WHAT TO WORK ON:
Reproduce the part of the m2e forum thread below from "You need a dev" to "a deeper look.".

SELECTED EXTRACT:

Screenshot 2023-01-22 at 17 19 58 Screenshot 2023-01-22 at 17 20 45

I've uploaded the heap dump here, in case you are eager to explore it yourself. The project to look out for is acme-commerce. I am not really familiar with how to debug m2e inside Eclipse. Any pointers how to do that?

laeubi commented 1 year ago

I've uploaded the heap dump here, in case you are eager to explore it yourself.

I'll try to take a look at it the next days...

I am not really familiar with how to debug m2e inside Eclipse. Any pointers how to do that?

You need a dev environment: https://github.com/eclipse-m2e/m2e-core/blob/master/CONTRIBUTING.md#-developer-resources

then you can start an eclipse instance in debug mode from it and just import your project you like to take a deeper look.

odrotbohm commented 1 year ago

One thing I noticed, the cleanup code in PlexusContainerManager will only dispose containers, if the .mvn in a project is not a directory. Is that intended? The project I have here has a .mvn folder in its root (for the Maven wrapper).

odrotbohm commented 1 year ago

I'll try to take a look at it the next days...

Records drawn from a dataset:
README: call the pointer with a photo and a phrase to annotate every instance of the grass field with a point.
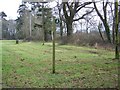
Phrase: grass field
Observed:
(29, 65)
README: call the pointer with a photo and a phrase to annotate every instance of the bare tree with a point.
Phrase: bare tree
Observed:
(70, 9)
(116, 31)
(104, 18)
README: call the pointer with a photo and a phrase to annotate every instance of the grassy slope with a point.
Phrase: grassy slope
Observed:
(30, 65)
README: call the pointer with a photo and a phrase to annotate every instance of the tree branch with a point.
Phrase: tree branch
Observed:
(82, 17)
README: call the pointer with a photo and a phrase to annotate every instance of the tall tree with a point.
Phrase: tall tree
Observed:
(104, 18)
(116, 31)
(70, 9)
(3, 14)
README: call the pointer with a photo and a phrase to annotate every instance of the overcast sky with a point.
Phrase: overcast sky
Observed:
(10, 7)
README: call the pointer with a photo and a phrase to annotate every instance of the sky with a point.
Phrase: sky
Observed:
(10, 7)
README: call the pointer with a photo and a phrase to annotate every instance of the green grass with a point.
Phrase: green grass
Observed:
(29, 65)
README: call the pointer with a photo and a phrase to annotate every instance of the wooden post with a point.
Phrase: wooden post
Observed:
(53, 39)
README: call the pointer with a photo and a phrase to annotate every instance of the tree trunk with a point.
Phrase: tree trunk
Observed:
(116, 31)
(69, 28)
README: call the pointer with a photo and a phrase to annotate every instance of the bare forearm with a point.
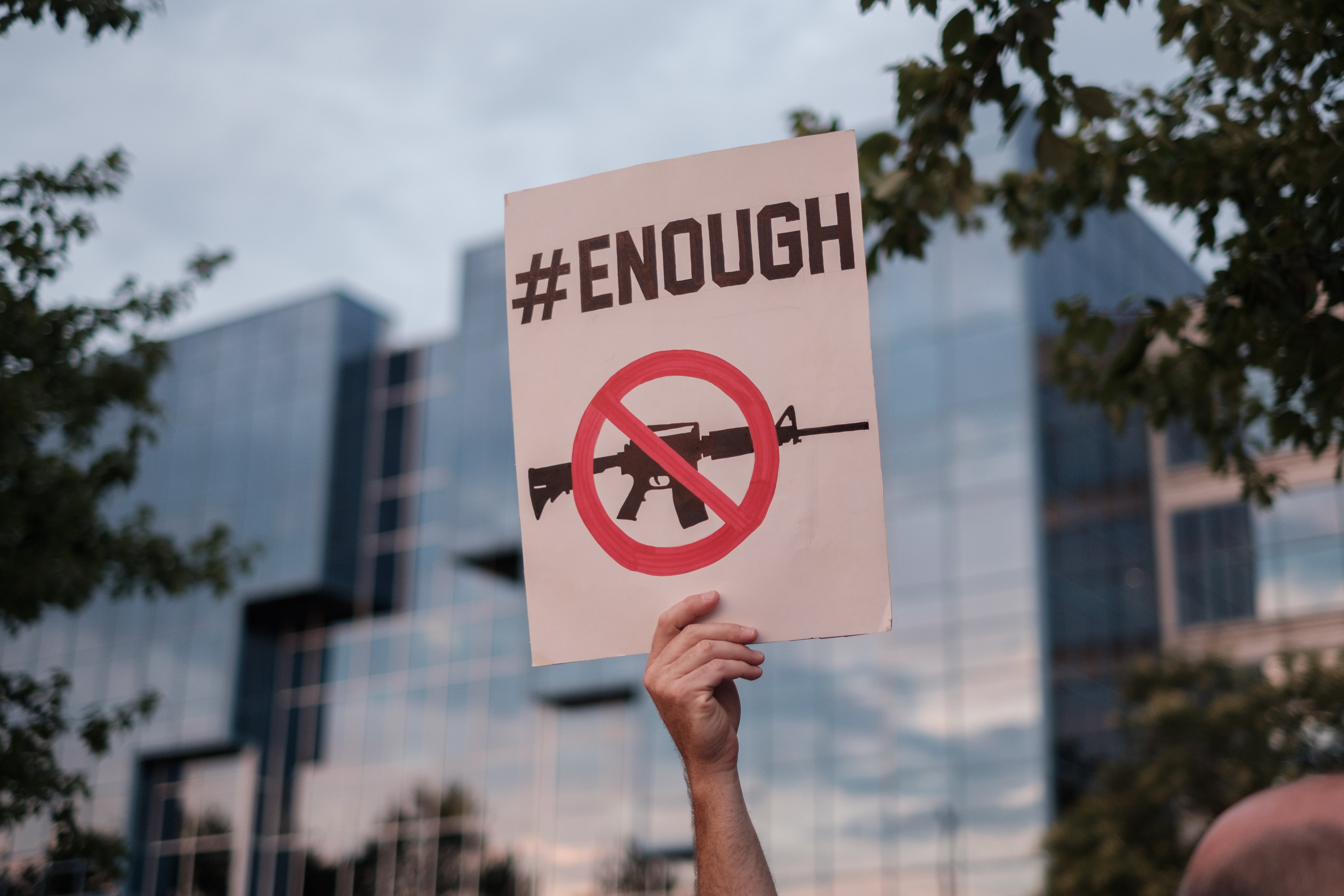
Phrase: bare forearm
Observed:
(729, 859)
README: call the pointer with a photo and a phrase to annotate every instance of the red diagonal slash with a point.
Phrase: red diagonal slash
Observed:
(673, 463)
(740, 520)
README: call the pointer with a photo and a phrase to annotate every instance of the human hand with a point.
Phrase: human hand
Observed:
(690, 676)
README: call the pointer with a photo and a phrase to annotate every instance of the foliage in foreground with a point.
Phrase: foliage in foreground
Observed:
(1202, 735)
(1249, 142)
(77, 408)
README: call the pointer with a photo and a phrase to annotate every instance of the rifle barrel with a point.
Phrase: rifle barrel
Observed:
(838, 428)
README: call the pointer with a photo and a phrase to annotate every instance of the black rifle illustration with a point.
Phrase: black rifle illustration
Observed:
(550, 483)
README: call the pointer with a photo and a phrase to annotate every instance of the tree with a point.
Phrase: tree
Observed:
(1253, 132)
(1201, 735)
(77, 409)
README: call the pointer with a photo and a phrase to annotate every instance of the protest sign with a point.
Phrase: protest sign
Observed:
(693, 398)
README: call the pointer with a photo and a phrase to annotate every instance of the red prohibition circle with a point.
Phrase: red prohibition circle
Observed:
(740, 520)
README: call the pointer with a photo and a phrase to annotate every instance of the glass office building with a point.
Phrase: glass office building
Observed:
(361, 716)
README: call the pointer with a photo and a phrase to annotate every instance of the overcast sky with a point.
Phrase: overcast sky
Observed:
(343, 142)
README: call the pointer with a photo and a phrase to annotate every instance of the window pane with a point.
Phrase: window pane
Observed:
(1216, 574)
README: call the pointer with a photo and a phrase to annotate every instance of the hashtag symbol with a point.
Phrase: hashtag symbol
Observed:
(533, 277)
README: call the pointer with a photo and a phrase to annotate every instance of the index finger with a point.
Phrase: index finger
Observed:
(679, 616)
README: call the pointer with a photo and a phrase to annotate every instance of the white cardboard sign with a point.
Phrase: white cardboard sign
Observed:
(693, 398)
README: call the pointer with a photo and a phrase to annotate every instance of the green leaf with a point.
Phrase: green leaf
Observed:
(959, 30)
(1095, 103)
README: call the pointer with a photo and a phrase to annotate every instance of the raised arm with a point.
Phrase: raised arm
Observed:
(690, 676)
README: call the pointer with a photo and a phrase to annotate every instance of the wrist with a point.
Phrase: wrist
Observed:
(712, 777)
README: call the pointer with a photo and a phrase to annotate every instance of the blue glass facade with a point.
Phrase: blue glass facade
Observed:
(362, 718)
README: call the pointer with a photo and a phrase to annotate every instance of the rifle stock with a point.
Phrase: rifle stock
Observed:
(548, 484)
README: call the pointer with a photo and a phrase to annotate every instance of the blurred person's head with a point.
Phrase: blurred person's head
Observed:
(1283, 841)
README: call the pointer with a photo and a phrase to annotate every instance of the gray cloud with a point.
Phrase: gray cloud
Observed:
(333, 140)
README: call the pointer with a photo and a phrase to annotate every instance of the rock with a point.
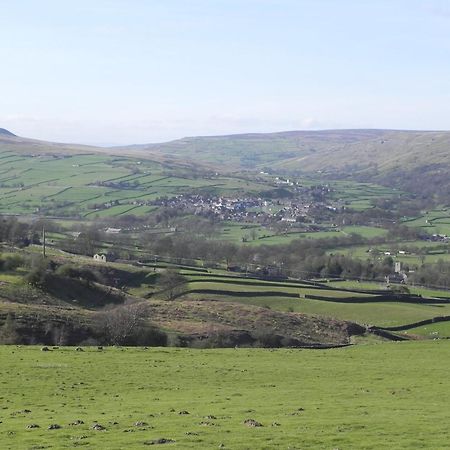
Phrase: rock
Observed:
(252, 423)
(140, 424)
(159, 441)
(76, 422)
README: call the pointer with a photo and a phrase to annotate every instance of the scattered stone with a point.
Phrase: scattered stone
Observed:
(252, 423)
(207, 424)
(159, 441)
(140, 424)
(76, 422)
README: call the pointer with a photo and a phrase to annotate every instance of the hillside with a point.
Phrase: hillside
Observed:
(327, 150)
(415, 161)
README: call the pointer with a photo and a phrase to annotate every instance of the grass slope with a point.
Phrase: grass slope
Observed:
(314, 150)
(352, 398)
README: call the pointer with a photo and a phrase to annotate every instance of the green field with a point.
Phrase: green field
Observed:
(436, 221)
(361, 397)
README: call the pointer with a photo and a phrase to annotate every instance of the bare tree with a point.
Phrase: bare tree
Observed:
(121, 323)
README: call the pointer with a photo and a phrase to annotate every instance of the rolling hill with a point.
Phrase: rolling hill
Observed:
(327, 150)
(417, 161)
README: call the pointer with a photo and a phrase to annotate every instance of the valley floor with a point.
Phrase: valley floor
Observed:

EXERCISE OUTPUT:
You need a dev environment: https://github.com/eclipse-m2e/m2e-core/blob/master/CONTRIBUTING.md#-developer-resources

then you can start an eclipse instance in debug mode from it and just import your project you like to take a deeper look.